▸ **Task**: Begin at the line below that contains "Task: mark one point on every instance of the ceiling in". Repeat it and all remaining lines of the records exactly.

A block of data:
★ ★ ★ ★
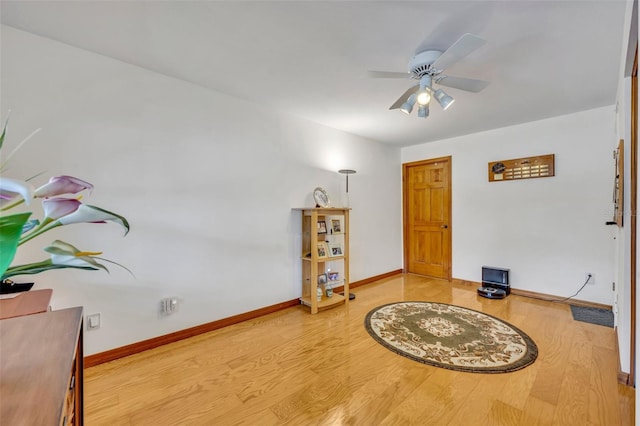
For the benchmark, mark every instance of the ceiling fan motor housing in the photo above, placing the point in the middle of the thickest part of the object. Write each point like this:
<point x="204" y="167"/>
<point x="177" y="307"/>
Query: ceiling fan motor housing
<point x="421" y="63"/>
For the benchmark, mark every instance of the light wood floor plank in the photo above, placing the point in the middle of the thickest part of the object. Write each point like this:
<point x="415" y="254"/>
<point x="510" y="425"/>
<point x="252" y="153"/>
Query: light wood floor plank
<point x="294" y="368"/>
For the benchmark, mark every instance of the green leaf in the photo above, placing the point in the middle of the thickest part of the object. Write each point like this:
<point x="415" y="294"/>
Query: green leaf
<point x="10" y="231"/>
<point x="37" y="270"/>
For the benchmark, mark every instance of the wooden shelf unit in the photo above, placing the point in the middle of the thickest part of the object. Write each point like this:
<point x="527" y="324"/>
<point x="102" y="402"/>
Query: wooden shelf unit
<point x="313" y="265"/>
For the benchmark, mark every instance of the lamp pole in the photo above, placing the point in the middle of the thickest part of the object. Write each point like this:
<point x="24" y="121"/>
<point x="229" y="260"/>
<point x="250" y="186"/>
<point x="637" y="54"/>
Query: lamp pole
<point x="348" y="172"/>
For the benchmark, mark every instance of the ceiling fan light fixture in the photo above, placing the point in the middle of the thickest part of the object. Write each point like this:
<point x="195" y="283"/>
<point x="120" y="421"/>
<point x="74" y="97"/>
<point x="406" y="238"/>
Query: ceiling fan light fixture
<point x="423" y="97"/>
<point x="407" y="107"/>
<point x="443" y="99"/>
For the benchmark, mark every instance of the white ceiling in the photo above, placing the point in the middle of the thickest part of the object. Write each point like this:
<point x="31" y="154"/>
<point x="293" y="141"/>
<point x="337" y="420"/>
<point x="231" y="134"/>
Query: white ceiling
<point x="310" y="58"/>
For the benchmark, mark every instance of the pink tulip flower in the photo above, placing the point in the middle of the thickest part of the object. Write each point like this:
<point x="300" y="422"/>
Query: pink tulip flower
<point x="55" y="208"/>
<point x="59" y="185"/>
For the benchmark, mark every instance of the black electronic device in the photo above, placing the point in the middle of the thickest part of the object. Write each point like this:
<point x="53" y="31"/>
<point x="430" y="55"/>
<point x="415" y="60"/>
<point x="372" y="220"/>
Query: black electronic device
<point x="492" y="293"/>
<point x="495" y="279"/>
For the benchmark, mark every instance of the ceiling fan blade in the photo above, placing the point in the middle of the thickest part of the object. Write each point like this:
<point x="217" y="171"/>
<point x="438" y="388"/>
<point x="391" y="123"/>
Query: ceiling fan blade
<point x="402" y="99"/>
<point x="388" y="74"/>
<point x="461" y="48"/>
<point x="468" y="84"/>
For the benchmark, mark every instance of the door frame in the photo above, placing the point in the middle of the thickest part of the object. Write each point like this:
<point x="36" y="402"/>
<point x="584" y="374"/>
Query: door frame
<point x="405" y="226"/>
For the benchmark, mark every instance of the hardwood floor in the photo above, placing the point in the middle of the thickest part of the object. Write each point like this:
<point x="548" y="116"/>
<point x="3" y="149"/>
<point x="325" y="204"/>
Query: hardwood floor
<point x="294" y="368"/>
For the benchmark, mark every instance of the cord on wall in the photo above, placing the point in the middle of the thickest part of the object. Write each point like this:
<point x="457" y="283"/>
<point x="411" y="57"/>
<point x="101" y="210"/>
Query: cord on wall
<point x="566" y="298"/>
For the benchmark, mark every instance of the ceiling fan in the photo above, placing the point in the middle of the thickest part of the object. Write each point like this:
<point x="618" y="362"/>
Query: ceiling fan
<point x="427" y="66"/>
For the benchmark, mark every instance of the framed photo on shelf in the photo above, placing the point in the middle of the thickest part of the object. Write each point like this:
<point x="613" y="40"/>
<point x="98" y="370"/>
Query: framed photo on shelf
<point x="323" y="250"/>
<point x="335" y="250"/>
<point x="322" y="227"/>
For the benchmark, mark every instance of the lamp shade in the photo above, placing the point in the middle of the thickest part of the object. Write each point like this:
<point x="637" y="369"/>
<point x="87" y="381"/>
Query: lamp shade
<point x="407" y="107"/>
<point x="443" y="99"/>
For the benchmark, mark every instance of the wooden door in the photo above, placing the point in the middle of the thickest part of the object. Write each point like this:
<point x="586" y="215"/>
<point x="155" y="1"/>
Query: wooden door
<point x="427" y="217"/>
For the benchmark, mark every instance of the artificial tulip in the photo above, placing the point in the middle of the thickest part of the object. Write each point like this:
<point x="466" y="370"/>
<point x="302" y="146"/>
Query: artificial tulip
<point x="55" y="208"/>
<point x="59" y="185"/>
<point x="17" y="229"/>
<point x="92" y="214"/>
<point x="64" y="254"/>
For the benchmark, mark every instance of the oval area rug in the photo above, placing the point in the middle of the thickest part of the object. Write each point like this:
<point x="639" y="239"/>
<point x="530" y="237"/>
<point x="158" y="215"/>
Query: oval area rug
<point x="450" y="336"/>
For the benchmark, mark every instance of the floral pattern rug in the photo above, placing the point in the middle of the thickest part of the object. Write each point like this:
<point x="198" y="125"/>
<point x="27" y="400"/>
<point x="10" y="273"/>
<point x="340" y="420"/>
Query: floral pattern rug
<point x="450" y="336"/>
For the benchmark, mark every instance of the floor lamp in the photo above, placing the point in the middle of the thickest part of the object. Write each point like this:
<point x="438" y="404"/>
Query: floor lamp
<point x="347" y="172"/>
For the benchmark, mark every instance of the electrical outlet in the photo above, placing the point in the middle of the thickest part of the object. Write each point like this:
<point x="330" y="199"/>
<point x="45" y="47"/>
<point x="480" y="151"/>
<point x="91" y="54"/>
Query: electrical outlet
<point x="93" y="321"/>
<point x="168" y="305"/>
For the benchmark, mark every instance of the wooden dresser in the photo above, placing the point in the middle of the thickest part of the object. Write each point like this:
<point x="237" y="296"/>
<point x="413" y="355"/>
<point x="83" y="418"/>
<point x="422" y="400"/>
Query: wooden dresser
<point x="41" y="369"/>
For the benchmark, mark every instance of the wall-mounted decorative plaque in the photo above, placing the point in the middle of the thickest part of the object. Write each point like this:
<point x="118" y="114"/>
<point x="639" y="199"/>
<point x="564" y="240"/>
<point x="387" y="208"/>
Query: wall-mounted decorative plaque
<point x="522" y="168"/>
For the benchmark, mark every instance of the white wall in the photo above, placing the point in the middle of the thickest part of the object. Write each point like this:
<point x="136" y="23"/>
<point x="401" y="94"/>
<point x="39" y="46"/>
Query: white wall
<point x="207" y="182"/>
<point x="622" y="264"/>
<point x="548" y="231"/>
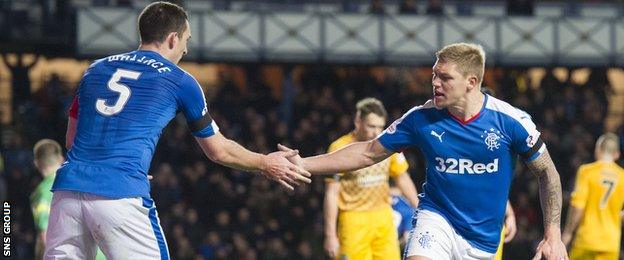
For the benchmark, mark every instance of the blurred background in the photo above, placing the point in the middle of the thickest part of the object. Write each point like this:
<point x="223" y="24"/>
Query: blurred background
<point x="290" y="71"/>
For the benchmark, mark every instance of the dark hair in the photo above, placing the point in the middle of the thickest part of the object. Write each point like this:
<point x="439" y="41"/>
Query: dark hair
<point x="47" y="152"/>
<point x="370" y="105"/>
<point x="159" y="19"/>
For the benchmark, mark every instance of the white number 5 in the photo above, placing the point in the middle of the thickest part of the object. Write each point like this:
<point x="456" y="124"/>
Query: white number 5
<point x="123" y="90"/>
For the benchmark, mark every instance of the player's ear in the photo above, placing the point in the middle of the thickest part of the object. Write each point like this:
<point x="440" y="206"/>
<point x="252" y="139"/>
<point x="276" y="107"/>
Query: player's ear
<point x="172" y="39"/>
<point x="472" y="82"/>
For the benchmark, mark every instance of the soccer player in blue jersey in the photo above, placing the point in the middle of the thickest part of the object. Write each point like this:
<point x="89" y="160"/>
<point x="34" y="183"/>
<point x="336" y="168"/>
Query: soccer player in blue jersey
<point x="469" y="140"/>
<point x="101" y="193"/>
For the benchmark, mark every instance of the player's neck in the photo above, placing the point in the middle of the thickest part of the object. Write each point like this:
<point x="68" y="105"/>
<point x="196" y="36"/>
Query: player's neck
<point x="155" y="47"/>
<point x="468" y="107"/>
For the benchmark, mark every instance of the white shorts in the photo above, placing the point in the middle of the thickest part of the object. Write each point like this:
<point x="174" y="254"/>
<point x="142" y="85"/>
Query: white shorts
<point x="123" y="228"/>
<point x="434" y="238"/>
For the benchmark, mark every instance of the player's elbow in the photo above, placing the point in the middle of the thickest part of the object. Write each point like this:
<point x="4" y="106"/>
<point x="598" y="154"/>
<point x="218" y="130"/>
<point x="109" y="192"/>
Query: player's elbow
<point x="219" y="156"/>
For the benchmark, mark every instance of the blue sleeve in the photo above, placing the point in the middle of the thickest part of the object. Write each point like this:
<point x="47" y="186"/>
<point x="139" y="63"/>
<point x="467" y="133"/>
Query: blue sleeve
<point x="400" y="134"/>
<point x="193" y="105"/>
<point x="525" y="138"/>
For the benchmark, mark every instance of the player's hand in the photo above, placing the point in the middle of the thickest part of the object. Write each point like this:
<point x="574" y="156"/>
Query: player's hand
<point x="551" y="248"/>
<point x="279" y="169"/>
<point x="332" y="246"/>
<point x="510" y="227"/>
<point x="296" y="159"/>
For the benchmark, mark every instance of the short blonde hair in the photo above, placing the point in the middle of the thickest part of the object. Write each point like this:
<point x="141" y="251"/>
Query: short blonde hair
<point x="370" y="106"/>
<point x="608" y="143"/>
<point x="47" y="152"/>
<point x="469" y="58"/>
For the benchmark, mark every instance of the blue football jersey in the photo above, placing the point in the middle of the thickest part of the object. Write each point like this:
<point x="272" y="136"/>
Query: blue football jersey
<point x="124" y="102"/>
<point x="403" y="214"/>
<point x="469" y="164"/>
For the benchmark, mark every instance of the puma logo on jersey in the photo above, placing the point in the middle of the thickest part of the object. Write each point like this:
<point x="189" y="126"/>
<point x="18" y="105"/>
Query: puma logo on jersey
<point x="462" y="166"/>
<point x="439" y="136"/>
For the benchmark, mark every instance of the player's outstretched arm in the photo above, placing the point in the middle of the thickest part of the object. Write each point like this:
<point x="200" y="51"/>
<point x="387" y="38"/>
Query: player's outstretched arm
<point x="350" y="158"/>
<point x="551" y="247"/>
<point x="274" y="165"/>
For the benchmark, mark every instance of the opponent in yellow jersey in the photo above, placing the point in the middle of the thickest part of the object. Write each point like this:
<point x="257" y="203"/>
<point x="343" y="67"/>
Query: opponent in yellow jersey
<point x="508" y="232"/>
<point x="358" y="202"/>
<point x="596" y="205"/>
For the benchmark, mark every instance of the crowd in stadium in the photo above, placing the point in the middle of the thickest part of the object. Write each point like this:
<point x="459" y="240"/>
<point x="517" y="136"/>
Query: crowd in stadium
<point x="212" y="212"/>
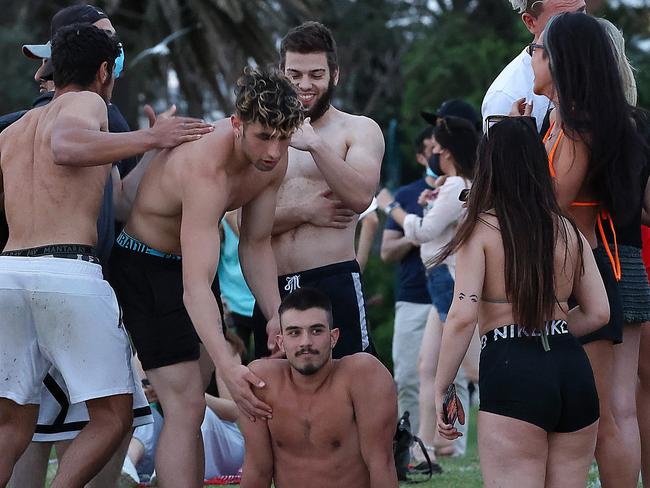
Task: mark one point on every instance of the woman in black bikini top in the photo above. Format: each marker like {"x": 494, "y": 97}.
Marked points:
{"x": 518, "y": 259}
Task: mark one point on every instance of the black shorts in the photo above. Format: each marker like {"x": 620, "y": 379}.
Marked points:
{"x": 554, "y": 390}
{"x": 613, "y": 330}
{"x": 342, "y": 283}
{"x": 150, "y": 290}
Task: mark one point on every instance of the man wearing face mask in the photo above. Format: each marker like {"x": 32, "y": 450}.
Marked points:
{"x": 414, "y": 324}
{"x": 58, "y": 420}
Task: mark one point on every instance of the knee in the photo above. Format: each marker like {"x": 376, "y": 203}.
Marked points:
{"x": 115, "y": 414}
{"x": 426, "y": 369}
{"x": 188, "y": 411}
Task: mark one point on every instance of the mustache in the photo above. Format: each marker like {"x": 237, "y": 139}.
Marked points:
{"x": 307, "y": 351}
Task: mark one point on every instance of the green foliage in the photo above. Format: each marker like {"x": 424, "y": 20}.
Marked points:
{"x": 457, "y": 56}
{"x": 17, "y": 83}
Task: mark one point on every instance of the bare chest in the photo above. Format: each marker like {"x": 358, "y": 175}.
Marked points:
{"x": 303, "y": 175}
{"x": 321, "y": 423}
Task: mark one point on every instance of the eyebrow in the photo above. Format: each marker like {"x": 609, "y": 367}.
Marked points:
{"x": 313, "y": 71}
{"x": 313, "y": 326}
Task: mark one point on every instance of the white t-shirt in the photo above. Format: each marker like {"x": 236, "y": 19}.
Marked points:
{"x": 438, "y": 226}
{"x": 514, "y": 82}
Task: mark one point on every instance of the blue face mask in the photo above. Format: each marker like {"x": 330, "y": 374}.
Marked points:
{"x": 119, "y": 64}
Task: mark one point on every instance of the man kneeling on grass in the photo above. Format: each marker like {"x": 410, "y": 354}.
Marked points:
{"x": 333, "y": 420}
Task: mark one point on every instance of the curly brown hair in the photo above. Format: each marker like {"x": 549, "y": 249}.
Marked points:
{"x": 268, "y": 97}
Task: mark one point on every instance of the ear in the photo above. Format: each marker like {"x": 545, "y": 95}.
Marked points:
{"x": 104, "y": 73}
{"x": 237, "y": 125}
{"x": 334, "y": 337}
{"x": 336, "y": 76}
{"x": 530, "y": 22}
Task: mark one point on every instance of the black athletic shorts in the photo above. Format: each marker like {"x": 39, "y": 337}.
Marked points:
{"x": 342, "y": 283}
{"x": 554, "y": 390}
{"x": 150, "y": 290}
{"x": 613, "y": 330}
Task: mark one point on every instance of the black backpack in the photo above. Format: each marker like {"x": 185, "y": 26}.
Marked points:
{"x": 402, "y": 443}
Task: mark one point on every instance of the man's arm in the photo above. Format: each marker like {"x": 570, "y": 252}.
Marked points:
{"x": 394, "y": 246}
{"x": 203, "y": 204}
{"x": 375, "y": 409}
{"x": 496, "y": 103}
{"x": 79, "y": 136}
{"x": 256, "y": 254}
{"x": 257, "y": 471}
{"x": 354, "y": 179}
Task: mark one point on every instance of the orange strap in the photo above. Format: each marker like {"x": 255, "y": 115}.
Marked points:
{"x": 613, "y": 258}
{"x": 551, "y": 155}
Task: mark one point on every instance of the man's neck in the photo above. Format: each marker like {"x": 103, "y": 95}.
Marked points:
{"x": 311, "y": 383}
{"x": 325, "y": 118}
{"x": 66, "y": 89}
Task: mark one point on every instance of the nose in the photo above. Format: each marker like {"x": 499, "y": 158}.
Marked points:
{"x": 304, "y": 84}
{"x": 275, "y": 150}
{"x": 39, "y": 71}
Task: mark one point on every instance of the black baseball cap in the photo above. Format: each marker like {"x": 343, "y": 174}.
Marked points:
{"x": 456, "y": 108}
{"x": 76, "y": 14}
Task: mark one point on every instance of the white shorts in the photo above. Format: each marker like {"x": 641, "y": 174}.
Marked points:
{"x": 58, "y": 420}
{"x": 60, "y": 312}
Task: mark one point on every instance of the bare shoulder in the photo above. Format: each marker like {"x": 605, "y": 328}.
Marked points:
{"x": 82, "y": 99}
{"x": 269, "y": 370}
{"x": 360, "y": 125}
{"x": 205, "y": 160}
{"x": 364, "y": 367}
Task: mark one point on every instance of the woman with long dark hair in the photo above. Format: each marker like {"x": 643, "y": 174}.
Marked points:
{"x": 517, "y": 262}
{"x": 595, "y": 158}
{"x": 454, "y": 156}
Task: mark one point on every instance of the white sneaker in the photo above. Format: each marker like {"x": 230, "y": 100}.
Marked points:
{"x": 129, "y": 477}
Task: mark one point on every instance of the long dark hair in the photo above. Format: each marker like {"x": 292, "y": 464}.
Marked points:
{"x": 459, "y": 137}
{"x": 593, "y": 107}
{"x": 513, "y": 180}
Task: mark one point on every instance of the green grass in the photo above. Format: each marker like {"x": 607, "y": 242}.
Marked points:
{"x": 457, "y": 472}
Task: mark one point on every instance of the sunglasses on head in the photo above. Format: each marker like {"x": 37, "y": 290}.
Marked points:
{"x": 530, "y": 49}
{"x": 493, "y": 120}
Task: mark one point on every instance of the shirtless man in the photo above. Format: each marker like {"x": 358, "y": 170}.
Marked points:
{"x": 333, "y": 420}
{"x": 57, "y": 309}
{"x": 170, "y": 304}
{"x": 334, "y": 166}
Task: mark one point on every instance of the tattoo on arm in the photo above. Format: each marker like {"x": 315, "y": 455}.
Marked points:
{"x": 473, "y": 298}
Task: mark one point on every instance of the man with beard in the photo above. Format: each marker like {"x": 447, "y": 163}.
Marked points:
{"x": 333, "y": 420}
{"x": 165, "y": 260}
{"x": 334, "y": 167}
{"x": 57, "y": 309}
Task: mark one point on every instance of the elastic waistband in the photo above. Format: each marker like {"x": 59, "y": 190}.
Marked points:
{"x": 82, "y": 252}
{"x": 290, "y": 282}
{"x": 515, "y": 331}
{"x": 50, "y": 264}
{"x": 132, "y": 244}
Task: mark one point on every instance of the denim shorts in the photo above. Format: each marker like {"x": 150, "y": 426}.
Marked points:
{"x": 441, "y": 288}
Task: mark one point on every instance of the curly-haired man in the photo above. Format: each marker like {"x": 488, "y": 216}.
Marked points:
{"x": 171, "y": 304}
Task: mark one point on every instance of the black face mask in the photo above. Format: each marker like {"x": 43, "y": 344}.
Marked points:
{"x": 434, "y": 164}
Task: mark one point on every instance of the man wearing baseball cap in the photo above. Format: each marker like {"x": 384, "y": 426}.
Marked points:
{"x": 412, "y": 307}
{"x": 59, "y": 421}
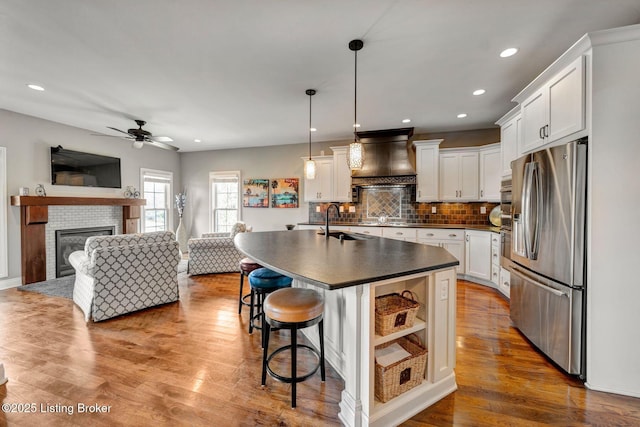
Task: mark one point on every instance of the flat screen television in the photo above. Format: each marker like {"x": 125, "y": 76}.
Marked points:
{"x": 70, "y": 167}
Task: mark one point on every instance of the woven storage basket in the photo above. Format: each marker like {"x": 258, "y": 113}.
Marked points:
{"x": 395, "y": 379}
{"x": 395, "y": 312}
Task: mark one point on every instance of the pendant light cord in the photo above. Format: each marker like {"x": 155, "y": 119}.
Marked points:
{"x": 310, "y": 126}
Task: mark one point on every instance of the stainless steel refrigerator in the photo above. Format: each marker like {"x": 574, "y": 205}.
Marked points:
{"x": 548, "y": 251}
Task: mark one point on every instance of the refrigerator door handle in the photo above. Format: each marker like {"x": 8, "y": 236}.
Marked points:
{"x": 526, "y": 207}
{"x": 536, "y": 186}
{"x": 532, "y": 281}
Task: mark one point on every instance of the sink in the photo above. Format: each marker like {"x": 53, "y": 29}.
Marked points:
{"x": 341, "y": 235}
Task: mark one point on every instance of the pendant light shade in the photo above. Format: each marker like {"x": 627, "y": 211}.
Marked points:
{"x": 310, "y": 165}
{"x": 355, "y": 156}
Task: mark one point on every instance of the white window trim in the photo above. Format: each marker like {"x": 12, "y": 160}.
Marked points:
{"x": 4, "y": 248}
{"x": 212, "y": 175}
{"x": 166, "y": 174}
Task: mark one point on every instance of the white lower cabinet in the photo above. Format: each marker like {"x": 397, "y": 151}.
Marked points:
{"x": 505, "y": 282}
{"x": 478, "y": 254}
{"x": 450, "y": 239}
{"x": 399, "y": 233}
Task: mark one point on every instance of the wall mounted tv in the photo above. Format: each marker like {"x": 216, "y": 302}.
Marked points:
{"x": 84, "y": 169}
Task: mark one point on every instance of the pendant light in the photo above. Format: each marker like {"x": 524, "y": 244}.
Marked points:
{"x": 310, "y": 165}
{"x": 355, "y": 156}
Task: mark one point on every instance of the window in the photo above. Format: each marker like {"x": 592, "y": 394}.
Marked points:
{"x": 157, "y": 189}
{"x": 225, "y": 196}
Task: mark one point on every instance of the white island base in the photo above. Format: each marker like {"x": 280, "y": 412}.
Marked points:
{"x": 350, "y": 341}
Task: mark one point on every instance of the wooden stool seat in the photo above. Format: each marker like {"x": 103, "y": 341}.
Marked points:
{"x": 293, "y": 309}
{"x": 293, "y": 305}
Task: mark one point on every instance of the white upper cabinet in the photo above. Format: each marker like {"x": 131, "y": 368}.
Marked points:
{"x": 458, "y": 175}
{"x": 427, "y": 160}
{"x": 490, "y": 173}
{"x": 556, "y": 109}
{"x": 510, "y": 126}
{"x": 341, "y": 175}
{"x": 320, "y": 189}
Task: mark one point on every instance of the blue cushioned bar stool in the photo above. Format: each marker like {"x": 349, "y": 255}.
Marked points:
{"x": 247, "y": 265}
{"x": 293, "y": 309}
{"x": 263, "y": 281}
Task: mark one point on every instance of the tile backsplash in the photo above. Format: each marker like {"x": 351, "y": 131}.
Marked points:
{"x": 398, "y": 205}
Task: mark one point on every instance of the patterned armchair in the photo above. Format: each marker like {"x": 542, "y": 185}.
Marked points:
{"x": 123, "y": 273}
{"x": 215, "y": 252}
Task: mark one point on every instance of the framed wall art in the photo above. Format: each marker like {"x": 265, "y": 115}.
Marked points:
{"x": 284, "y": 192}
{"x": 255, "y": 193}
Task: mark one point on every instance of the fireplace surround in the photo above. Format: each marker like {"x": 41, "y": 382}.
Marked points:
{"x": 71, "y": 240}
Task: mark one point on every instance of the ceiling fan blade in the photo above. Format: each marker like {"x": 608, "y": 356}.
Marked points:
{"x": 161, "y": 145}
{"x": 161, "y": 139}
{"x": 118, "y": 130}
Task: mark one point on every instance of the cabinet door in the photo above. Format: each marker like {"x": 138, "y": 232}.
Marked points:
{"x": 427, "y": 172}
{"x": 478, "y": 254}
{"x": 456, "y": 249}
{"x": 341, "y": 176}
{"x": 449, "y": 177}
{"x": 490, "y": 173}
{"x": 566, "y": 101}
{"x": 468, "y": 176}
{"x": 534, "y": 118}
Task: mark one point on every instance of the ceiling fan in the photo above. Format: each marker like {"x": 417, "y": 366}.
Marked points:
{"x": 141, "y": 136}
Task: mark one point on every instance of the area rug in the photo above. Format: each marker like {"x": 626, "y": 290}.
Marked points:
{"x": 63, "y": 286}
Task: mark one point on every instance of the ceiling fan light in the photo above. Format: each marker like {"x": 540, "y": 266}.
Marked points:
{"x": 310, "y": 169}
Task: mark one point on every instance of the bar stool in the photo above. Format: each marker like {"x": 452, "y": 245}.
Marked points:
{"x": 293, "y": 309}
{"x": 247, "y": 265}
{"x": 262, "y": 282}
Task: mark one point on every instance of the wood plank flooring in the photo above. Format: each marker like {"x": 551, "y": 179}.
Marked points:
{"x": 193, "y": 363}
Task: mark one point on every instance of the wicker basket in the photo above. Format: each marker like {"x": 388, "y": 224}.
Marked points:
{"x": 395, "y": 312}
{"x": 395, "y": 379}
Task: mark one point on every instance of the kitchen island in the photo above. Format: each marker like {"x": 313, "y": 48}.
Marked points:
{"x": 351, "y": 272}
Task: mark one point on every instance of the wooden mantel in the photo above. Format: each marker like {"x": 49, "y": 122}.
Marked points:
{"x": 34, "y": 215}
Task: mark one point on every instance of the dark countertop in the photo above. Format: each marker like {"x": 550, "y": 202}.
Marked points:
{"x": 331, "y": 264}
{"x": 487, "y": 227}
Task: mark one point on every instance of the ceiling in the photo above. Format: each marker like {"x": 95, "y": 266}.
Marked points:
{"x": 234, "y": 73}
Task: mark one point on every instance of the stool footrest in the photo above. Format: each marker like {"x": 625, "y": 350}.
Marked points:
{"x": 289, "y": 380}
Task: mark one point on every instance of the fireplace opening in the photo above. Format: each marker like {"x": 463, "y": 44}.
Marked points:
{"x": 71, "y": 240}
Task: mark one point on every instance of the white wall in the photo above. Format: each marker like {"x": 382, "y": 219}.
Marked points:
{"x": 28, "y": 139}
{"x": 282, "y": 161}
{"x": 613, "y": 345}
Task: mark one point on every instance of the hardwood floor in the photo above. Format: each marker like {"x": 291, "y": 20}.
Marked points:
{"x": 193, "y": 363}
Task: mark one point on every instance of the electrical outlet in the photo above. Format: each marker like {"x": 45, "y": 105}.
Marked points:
★ ★ ★ ★
▸ **In response**:
Task: mark one point on every instance of the ceiling in the photo above. Format: each marker like {"x": 95, "y": 266}.
Marked points:
{"x": 234, "y": 73}
Task: mark one point on every instance of the stool footrest in the photo above. Format: each marker like {"x": 625, "y": 350}.
Marked points:
{"x": 289, "y": 380}
Task: mark one point on every instance of the fireplace opening in the photo above. Format: each marker like {"x": 463, "y": 44}.
Marked points:
{"x": 71, "y": 240}
Task: mark one point on every instance of the white wall in the photo above. Format: each marker like {"x": 382, "y": 219}.
Marked points:
{"x": 28, "y": 139}
{"x": 282, "y": 161}
{"x": 613, "y": 345}
Task: mark one point on every instance of the hardwood floor in the photo above. Format: each marker like {"x": 291, "y": 20}.
Marked points:
{"x": 193, "y": 363}
Task: mark one point on every instance of the electrical outlet in the photo above. Format: each marker like {"x": 45, "y": 105}.
Marked points:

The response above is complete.